● ÉNONCÉ DU PROBLÈME
Modifiez ces lignes en remplaçant "Target" par "Label" dans l'ensemble des items, sans autre changement. Omettez les images dans la sortie.

(Entrées d'identification d'emplacements)

= = =

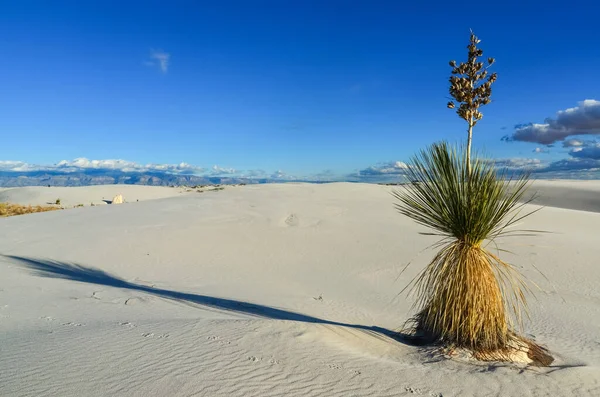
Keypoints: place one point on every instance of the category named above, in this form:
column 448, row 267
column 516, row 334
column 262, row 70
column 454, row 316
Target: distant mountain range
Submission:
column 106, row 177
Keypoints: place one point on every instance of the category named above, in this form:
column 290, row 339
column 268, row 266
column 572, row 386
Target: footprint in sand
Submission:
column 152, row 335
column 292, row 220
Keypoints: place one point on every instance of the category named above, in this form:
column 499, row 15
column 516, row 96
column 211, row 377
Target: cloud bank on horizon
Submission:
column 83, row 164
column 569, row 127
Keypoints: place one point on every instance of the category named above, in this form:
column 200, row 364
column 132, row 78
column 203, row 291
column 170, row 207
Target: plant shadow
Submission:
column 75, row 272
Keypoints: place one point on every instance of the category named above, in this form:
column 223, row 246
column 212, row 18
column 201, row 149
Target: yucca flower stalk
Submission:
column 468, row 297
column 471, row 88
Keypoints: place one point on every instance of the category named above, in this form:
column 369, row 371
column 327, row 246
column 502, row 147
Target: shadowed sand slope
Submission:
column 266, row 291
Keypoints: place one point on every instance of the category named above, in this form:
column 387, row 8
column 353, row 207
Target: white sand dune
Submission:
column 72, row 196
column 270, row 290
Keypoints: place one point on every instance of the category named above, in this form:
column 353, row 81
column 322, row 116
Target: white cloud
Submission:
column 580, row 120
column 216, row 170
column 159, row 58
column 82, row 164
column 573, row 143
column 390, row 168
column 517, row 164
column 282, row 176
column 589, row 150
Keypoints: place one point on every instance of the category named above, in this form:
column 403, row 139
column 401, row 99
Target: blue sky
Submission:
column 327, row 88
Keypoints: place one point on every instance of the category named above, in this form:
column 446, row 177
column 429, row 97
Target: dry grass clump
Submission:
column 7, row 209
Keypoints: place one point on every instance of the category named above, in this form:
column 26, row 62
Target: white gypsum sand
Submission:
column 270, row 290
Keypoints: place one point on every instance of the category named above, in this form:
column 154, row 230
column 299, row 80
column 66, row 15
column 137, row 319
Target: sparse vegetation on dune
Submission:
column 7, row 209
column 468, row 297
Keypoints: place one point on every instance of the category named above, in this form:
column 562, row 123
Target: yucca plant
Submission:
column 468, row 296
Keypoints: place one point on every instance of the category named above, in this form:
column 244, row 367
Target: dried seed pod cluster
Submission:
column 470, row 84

= = =

● SORTIE COMPLÈTE
Keypoints: place one point on every instance of the category named above, in this form:
column 448, row 267
column 516, row 334
column 262, row 70
column 454, row 316
Label: distant mountain range
Submission:
column 106, row 177
Keypoints: place one point on every instance of the category named above, in this form:
column 290, row 339
column 268, row 266
column 572, row 386
Label: footprint in sand
Submission:
column 152, row 335
column 292, row 220
Keypoints: place one point on every instance of the category named above, in this form:
column 499, row 15
column 516, row 96
column 211, row 377
Label: cloud bank on horizon
Submission:
column 83, row 164
column 569, row 127
Keypoints: place one point on every instance of the category named above, in this form:
column 200, row 364
column 132, row 78
column 203, row 291
column 170, row 207
Label: plant shadow
Submission:
column 75, row 272
Keypoints: place one point on every instance of the category named above, in this form:
column 223, row 246
column 212, row 18
column 201, row 149
Label: yucca flower stalk
Submission:
column 468, row 297
column 471, row 88
Keypoints: place one point on every instance of the category named above, in this form:
column 369, row 371
column 327, row 246
column 502, row 147
Label: shadowed sand slope
Submission:
column 266, row 291
Keypoints: place one point on every instance of the category named above, in this form:
column 387, row 8
column 353, row 207
Label: white sand dune
Submission:
column 72, row 196
column 270, row 290
Keypoints: place one point on every instance of the category named above, in this form:
column 353, row 81
column 322, row 116
Label: white cloud
Submission:
column 580, row 120
column 216, row 170
column 159, row 58
column 82, row 164
column 573, row 143
column 390, row 168
column 517, row 164
column 282, row 176
column 589, row 150
Keypoints: place one point on every instance of the category named above, in this form:
column 403, row 139
column 401, row 99
Label: blue sky
Submission:
column 327, row 88
Keypoints: place one point on every instance of the category named above, in this form:
column 446, row 177
column 429, row 97
Label: dry grass clump
Submission:
column 7, row 209
Keypoints: place one point on every instance of the category named above, in this form:
column 26, row 62
Label: white gypsum sand
Submission:
column 270, row 290
Keypoints: place one point on every instance of the category named above, in this form:
column 154, row 230
column 299, row 80
column 66, row 15
column 137, row 319
Label: sparse vegetation on dune
Submission:
column 7, row 209
column 468, row 297
Keypoints: place one point on every instance of the category named above, in this form:
column 562, row 123
Label: yucca plant
Submission:
column 468, row 296
Keypoints: place one point on every instance of the category named above, in this form:
column 244, row 367
Label: dried seed pod cluster
Submission:
column 470, row 84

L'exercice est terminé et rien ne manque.